# START OF PASSAGE GIVEN

The thing is, I cannot explain what I wanted to say.
No, really, that is my condition. I am having a hard time explaining things in words when speaking. Everytime the situation asks me to talk, I'm always having panic attacks and it's very uncomfortable for me to speak, specially when I meet new people.
Writing became my relief, my cure. Everytime that I wanted to say something, I write it. I feel like I can explain myself much better when I write.
People always assume that I was just shy. Maybe that's the impression I was sending them, unaware.
They say that I can overcome it by training myself to talk more. I've honestly tried it before. For a time, I believed them, that maybe, I was just really shy. I've tried it. I really do. But it doesn't seem right. I'm constantly having anxiety whenever I talk more. Then I stopped trying.

# END OF PASSAGE GIVEN
# START OF RECORDS PROVIDED

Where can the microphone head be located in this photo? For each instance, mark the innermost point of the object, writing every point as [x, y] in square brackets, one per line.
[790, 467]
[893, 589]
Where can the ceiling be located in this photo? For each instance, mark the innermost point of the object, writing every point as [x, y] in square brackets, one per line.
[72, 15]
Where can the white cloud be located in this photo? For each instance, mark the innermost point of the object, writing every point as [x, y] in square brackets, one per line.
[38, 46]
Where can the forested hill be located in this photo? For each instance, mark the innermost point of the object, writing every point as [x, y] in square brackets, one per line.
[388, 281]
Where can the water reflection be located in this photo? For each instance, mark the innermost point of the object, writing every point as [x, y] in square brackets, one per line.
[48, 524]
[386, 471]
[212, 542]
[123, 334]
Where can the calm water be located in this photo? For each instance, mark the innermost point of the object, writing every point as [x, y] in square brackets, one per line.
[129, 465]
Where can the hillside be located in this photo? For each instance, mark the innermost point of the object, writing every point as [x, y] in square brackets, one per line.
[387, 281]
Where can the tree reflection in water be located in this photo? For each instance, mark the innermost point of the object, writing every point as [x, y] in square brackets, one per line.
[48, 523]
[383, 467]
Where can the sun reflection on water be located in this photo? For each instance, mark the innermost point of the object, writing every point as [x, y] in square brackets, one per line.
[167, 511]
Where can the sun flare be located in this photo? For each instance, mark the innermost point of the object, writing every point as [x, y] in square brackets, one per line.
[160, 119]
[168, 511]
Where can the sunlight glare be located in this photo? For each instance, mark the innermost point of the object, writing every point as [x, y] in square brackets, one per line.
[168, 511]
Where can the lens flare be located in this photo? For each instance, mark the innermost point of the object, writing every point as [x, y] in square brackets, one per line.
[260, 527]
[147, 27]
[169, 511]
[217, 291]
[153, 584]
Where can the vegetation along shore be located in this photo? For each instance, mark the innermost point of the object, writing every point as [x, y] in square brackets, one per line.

# END OF RECORDS PROVIDED

▸ **INSTRUCTIONS FOR THE TASK**
Extend the first-person passage about struggling to speak and finding relief in writing, beginning right after its last sentence.

▸ **ANSWER BELOW**
I realized, I was okay with being silent. As far as I remember, I did no harm to anyone being like this. I started to embrace it and I loved it. I love being me. Well, I cannot deny that sometimes, people still misunderstood me for being silent. But that's fine. I could care less about that. What's more important to me now is at least I can write.
Disclaimer: I am not mute or something.
I do speak. I even shout sometimes. Let's just say that I am very, very selective to whom I am speaking with. Ironically, I hate small talks. It makes me more uncomfortable. I can be silly around the people I am comfortable with. Yeah, you get the thought. :)
Okay! I think this is a wrap! Maybe I went too far for an intro. I should have written it in another blog. Oh well, this just happened.